Directions:
Pictures aside, repeat all the entries below exactly as they appear.

Data excerpts:

-- Opening Marker --

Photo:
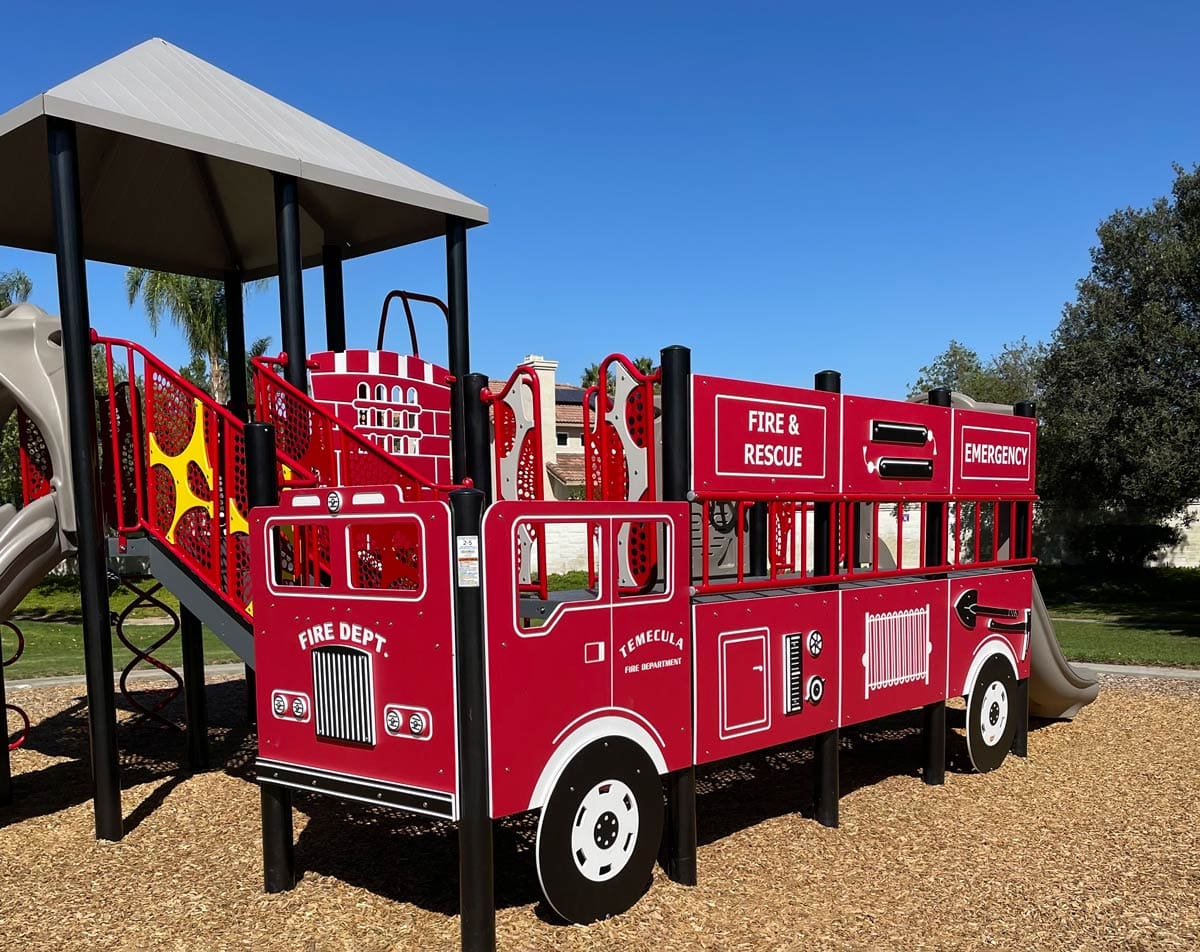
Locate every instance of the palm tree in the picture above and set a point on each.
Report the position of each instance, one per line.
(592, 373)
(15, 286)
(197, 306)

-- Closing Marker --

The answer:
Photo:
Locate every instance of the palm tree in the picture above and set a point on each.
Report the position of each instance, one per line.
(592, 373)
(15, 286)
(197, 306)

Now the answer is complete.